## PROBLEMS TO SOLVE
A - Determine whether each statement below agrees with the text on herd immunity. Answer yes or no for each, and quote the deciding words of the text. (i) Naturally occurring herd immunity without vaccination is said to take generations to come about. (ii) The section of the population most affected by the virus is described as below breeding age. (iii) More than 110,000 people are reported to have died from the virus in the UK.
B - Reproduce everything in the text on herd immunity from "These people were" down to "with Covid patients.", without any change.
C - Carry on the text on herd immunity from the point where it stops.

## SELECTED TEXT
_ _ _ _ _

These people were talking of engineering mass death. It’s not as if science is unaware of the Black Death, Myxomatosis, or Dutch Elm Disease. At the time, Boris Johnson was appearing on TV telling us that he was shaking hands with Covid patients.
The extraordinary fact is that this idea of ‘herd immunity’ without vaccination is lousy biology. No one knew then how long or short nor how strong or weak the body’s immune response would be to this virus. No one knew how often it would mutate nor how different the would be from the original virus. These scientists were gambling with ‘known unknowns’ some of which would result in no ‘herd immunity’.
What’s more, the limited ‘herd immunity’ without vaccination that occurs naturally usually involves the evolutionary process of ‘breeding out’ (through death, before they reproduce) of those individuals who are susceptible to the virus and the ‘breeding in’ of those who are resistant, assuming the resistance is inheritable. This takes generations to effect – if ever. The problem for this scenario is that the section of the population most affected by the virus is above ‘breeding’ age! This negates the process by which evolution favours resistant individuals.
It seems to me horrific that top scientists were able to put forward their proposals to enact mass killing without being challenged, either on ethical or biological grounds. If you want to find out why or how this government has been lax, chaotic, incompetent and cruel in its approach to Covid-19, it starts here. The consequence is that there have been tens of thousands of deaths, and there are tens of thousands of us with long term or lifetime debilitating consequences.
They must never be let off the hook.
Yours faithfully
Michael Rosen
Over 110,000 people have now died from the virus in the UK thanks to the “herd immunity” policy denounced by Rosen.
By not publishing his letter, the Guardian is not only defending the Tories, their official scientific advisors and media figures such as Peston. They are forwarding an agenda they wholly agree with.
At every major juncture in the pandemic, the Guardian has advanced an oh-so-reasonable argument for reopening both schools and the wider economy.

_ _ _ _ _

## AVAILABLE DATA
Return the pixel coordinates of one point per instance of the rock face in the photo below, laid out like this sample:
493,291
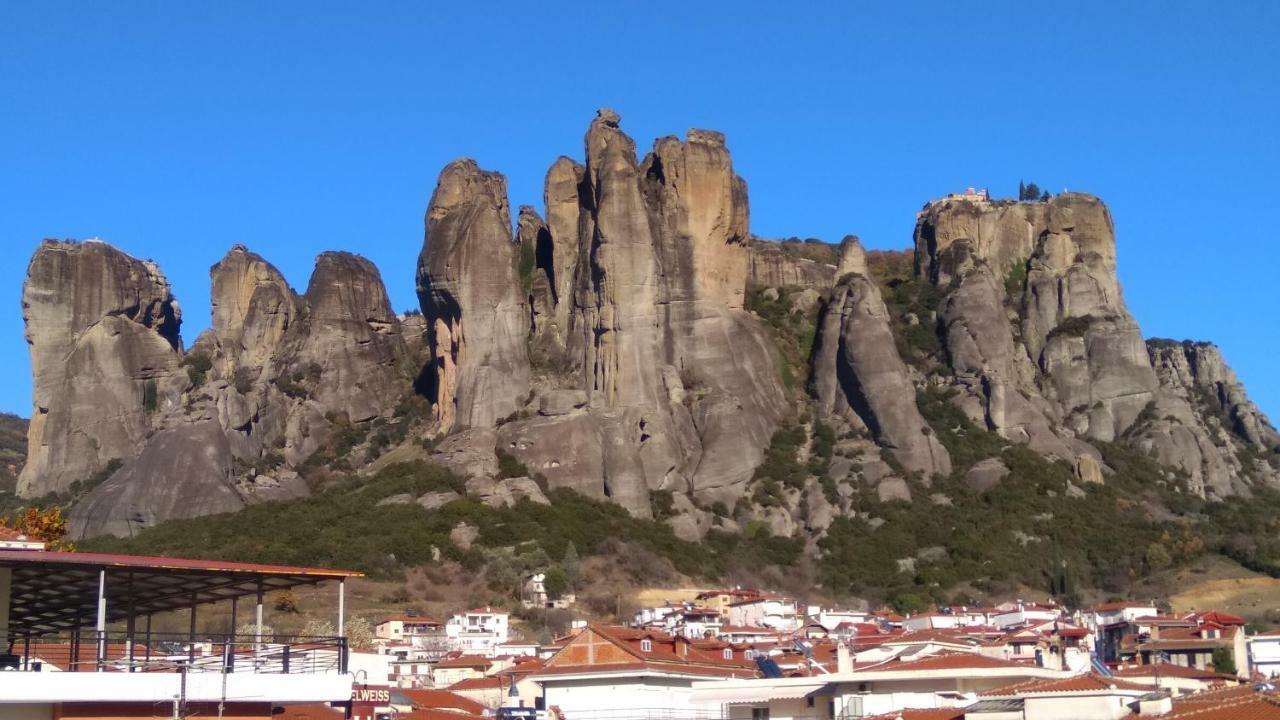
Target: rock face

_ _ _ _ _

## EXPECTED RESULTS
A -
(i) Yes: "This takes generations to effect – if ever."
(ii) No: "the section of the population most affected by the virus is above ‘breeding’ age!"
(iii) Yes: "Over 110,000 people have now died from the virus in the UK"

B -
These people were talking of engineering mass death. It’s not as if science is unaware of the Black Death, Myxomatosis, or Dutch Elm Disease. At the time, Boris Johnson was appearing on TV telling us that he was shaking hands with Covid patients.

C -
On August 24, just as the government geared up to fully reopen schools after the first national lockdown, it published an editorial, “The Guardian view on schools reopening: a question of trust”. Having first admitted that “The potential for a school to play a role in community spread of the virus is clear, given the number of households it draws together,” the editorial insisted only that “At such a complex, fragile moment… Mr Johnson is right to say that there is a moral duty to get children safely back to school. But accomplishing that successfully will require engaging with and listening to teachers and parents, and giving them clear guidance.”
The policy of fully reopening schools subsequently led to a huge rise in transmission of COVID-19, resulting in children becoming the most infected demographic, the UK attaining the highest daily per capita death toll from the virus in the world, and the National Health Service being brought to the brink of collapse.
On February 8 this year, with the most vocal right-wing political elements again clamouring for the reopening of schools and the economy, the Guardian published another editorial in which it argued, “Society will need to adapt… Schools will restart and offices may open, but there will have to be thought given on how better to ventilate them.”
This, the Guardian ’s support for ending any measures for containing the virus that cut across the accumulation of profit by the major corporations, is why Rosen’s letter was not published.